OPDRACHT: Citeer alle regels hieronder woordelijk.
-- -- --
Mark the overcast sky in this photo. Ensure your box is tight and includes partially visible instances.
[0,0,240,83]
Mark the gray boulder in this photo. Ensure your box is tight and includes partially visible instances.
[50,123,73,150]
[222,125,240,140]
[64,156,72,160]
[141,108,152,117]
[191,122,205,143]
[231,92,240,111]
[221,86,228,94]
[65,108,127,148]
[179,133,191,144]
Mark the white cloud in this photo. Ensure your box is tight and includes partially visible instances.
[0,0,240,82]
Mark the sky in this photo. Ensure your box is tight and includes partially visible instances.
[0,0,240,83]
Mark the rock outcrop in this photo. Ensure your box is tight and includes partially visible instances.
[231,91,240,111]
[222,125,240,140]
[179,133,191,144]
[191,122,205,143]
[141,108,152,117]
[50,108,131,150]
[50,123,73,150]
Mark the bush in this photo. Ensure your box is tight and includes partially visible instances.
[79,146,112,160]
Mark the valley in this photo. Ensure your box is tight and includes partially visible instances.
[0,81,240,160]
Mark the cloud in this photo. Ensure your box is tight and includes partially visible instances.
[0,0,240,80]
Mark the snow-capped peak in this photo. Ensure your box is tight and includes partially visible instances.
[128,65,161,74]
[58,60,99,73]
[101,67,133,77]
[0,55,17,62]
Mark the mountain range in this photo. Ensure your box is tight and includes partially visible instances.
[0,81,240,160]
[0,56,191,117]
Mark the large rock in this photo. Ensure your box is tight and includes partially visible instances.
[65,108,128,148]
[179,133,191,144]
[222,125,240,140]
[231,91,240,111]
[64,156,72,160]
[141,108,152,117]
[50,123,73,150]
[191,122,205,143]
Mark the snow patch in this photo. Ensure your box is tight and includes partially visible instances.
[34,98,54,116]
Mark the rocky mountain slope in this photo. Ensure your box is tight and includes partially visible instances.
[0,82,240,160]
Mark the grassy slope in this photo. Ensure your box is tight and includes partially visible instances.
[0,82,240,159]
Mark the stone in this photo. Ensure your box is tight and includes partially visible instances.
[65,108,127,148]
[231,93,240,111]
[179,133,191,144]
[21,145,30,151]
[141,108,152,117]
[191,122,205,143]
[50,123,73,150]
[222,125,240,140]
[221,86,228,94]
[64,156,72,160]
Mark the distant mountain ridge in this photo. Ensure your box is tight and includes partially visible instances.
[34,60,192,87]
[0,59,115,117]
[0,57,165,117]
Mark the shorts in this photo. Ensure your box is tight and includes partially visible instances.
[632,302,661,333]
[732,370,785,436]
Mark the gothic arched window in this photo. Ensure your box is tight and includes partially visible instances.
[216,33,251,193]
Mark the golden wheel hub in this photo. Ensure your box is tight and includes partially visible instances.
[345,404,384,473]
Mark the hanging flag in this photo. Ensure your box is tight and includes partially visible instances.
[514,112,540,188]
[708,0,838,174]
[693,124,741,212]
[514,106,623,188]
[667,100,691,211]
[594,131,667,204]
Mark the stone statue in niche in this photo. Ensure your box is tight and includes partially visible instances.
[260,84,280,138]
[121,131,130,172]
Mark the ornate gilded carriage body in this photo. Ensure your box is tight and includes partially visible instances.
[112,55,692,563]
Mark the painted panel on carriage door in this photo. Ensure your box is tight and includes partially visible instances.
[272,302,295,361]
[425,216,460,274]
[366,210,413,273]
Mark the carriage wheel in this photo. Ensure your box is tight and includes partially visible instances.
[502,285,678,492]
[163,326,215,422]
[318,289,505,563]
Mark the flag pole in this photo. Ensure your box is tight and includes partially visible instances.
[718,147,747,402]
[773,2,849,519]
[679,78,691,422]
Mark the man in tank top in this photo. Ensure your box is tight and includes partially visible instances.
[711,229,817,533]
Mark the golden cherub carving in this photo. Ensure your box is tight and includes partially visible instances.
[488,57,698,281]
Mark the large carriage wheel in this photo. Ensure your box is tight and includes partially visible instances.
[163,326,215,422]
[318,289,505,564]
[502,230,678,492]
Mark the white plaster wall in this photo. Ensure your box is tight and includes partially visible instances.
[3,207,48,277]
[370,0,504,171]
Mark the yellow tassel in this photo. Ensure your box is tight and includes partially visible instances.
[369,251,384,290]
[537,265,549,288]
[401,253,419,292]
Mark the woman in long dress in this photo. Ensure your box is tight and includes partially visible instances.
-- -- --
ANTWOORD:
Mark the overcast sky in this photo. Ensure your box is tight and includes partially visible instances.
[0,0,240,83]
Mark the gray boulder in this photo. Ensure your box is tight and includes partially visible instances.
[50,123,73,150]
[222,125,240,140]
[64,156,72,160]
[141,108,152,117]
[191,122,205,143]
[231,92,240,111]
[221,86,228,94]
[65,108,127,148]
[179,133,191,144]
Mark the white cloud in this photo. Ensure your box is tight and includes partially visible instances.
[0,0,240,82]
Mark the sky in this photo. Ensure your box is tight and includes partially visible instances.
[0,0,240,83]
Mark the rock outcrop in this photo. Ensure your box is tight and includes partially visible instances.
[231,91,240,111]
[222,125,240,140]
[179,133,191,144]
[191,122,205,143]
[141,108,152,117]
[50,108,131,150]
[50,123,73,150]
Mark the bush in this photo. Ensure your box is tight and includes partially visible instances.
[79,146,112,160]
Mark the valley in this photo. Ensure your box is tight and includes partially visible instances.
[0,81,240,160]
Mark the cloud in this photo. Ensure your box is tight and includes partially visible instances.
[0,0,240,80]
Mark the snow-capped peak in this photo. Ensure your box is tight and includes partially visible instances.
[128,65,161,74]
[58,60,99,73]
[101,67,133,77]
[0,55,17,62]
Mark the mountain range in this photo. Ensure your box is tight and includes partially visible instances.
[0,81,240,160]
[0,56,191,117]
Mark the large rock in this photo. Ensure your box is tight and includes partially visible instances.
[65,108,128,148]
[179,133,191,144]
[222,125,240,140]
[231,91,240,111]
[64,156,72,160]
[141,108,152,117]
[50,123,73,150]
[191,122,205,143]
Mark the snow patch in this photo. Ensure your box is tight and includes partially visible instances.
[34,98,54,116]
Mark the rocky mountain slope in this photo. Ensure your box is tight and includes partially visible instances.
[0,82,240,160]
Mark the grassy slope in this photo. Ensure your box is tight and includes partially visible instances.
[0,82,240,159]
Mark the stone in this photo. Ensure your box is tight and includes partially visible instances.
[65,108,127,148]
[231,93,240,111]
[179,133,191,144]
[21,145,30,151]
[141,108,152,117]
[191,122,205,143]
[50,123,73,150]
[222,125,240,140]
[221,86,228,94]
[64,156,72,160]
Mark the distant mountain ridge in this photo. Ensure your box is tight and includes partially visible instances.
[34,60,192,87]
[0,59,115,117]
[0,57,165,117]
Mark the shorts in this photo. Ensure your box is tight and includes partially visible instances.
[632,302,661,333]
[732,370,785,436]
Mark the gothic arched window in this photo. Ensure your box is tight and includes partially visible instances.
[216,33,251,193]
Mark the golden wheel hub in this photo. Ensure your box is tight and includes partially visible instances.
[345,404,384,473]
Mark the hanging flag in this photo. Ensure your box is tight and includes partially visible instances.
[514,112,540,188]
[708,0,838,174]
[693,124,741,212]
[514,106,623,188]
[667,100,691,211]
[594,131,667,204]
Mark the stone statue in niche in this photo. Ensure your box is tight and includes partially visible instances.
[260,84,280,138]
[121,131,130,172]
Mark the ornate gilded carriage body in this photo. Ensure your box is tight and includes partially visible instances.
[112,55,692,563]
Mark the painted panel on carriage door in this photo. Ensure your box is tight and includes partially visible instances.
[272,302,295,361]
[425,216,460,274]
[366,210,413,273]
Mark the carriage wheel in this photo. Ensure your box is tight and includes partially visible instances.
[502,285,678,492]
[163,326,215,422]
[318,289,505,563]
Mark the flag pole in this photo. Ensure your box is tight and includes partially visible instances.
[718,147,747,402]
[773,2,849,519]
[679,78,691,422]
Mark the man in tank top in this photo. Ensure your box is tight and includes partially visible instances.
[711,229,817,533]
Mark the golden cherub carving in this photo. Ensure your box is tight and includes partially visible instances.
[488,57,698,281]
Mark the large carriage wheel in this photo. Ensure your box is tight and includes partially visible instances.
[163,326,215,422]
[318,289,505,564]
[502,230,678,492]
Mark the white plaster wall in this photo. Ensure your box is tight and includes partially visible instances.
[3,207,48,277]
[370,0,504,171]
Mark the yellow tassel in this photo. Ensure your box is tight and includes partially visible instances.
[369,251,384,290]
[537,265,549,288]
[401,253,419,292]
Mark the woman in long dress in this photo. Ensure your box is tight and includes partially visible instances.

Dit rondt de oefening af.